**TEXTO FORNECIDO**
☆ ☆ ☆ ☆
Ontem, o Jornal Clandestino reportou a prisão de um judeu ortodoxo em uma sinagoga israelense. A notícia, divulgada tanto no jornal israelense Haaretz quanto no palestino Eye On Palestine, desencadeou uma polêmica preocupante, revelando preconceitos que ainda permeiam o debate público. O preconceito, que se baseia em julgamentos sem conhecimento prévio, é um dos maiores desafios que este canal (clandestino) se propõe a combater; por isso escrevi esta postagem para esclarecer alguns pontos e trazer mais clareza ao assunto.


Primeiramente, é fundamental entender que conceitos como judaísmo, semitismo e sionismo são distintos e não devem ser confundidos. Neste ponto, recorro a trechos do meu livro “Artigo 19: Violação da Liberdade de Opinião e Expressão na Palestina” para trazer mais precisão à discussão:

 

 

 

Sionismo é uma palavra derivada de Sião, nome bíblico de uma colina localizada em Jerusalém. O Sionismo foi um termo criado por Nathan Birnbaum no século XIX para servir como apelo religioso afim de unir os professantes do judaísmo entorno de uma identidade nacional e, assim fundar um Estado judeu. [...] A palavra sionismo de Birnbaum foi disseminado entre a comunidade europeia por Theodor Herzl durante o Primeiro Congresso Sionista realizado em Basiléia, Suíça, em 1897. Durante o congresso, os primeiros sionistas destacaram os pogroms no leste europeu para fundamentar a necessidade de criar uma nação judaica independente. Segundo Stuart Hall, eventos históricos como os pogroms enfrentados pelos judeus na Europa são conside­rados na pós-modernidade como ferramentas essenciais na formação da identidade cultural. Em suas palavras, esses fenômenos transformam a "desordem em 'comunidades'" (Hall, 2006).
☆ ☆ ☆ ☆
**MATERIAL FORNECIDO**
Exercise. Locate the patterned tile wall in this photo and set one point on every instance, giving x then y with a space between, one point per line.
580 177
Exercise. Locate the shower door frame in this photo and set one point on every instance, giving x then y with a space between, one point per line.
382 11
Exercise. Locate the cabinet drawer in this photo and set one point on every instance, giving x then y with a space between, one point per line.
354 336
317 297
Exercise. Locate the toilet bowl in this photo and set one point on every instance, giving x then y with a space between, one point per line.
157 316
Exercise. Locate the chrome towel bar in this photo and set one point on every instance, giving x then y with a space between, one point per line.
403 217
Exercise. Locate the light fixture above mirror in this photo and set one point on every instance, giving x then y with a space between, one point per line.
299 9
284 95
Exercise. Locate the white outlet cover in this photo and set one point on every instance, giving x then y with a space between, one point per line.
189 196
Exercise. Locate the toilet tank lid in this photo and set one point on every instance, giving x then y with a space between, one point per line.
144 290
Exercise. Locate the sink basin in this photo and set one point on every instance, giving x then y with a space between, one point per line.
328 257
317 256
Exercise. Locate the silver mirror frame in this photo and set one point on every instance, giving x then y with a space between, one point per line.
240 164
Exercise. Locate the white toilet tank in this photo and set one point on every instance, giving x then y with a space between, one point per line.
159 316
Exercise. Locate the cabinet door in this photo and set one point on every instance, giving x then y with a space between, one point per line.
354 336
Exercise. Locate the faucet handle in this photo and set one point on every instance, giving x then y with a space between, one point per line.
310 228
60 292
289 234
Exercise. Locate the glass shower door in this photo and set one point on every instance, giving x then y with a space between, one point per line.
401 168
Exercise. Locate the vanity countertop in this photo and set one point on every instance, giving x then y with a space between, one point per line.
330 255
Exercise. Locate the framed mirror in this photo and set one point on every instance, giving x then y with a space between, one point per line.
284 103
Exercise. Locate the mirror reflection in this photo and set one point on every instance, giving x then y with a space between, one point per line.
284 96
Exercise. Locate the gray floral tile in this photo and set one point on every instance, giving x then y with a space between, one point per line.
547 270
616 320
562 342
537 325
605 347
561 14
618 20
☆ ☆ ☆ ☆
**EXERCÍCIOS A REALIZAR**
**1.** Repita literalmente o trecho do texto fornecido que vai de "Ontem, o Jornal" até "clareza ao assunto.", incluindo ambos.
**2.** Resuma o texto fornecido em duas frases.
As entradas não são necessárias para fazer estas tarefas.

**RESPOSTAS POR TAREFA**
**1.**
Ontem, o Jornal Clandestino reportou a prisão de um judeu ortodoxo em uma sinagoga israelense. A notícia, divulgada tanto no jornal israelense Haaretz quanto no palestino Eye On Palestine, desencadeou uma polêmica preocupante, revelando preconceitos que ainda permeiam o debate público. O preconceito, que se baseia em julgamentos sem conhecimento prévio, é um dos maiores desafios que este canal (clandestino) se propõe a combater; por isso escrevi esta postagem para esclarecer alguns pontos e trazer mais clareza ao assunto.

**2.** A postagem busca esclarecer a polêmica causada pela notícia da prisão de um judeu ortodoxo em uma sinagoga israelense e combater preconceitos, defendendo que judaísmo, semitismo e sionismo são conceitos distintos. Com trechos de um livro sobre a Palestina, explica que o termo sionismo, derivado de Sião, foi criado por Nathan Birnbaum no século XIX para unir os judeus em torno de uma identidade nacional e fundar um Estado judeu, e que Theodor Herzl o difundiu no Primeiro Congresso Sionista, em Basileia, em 1897.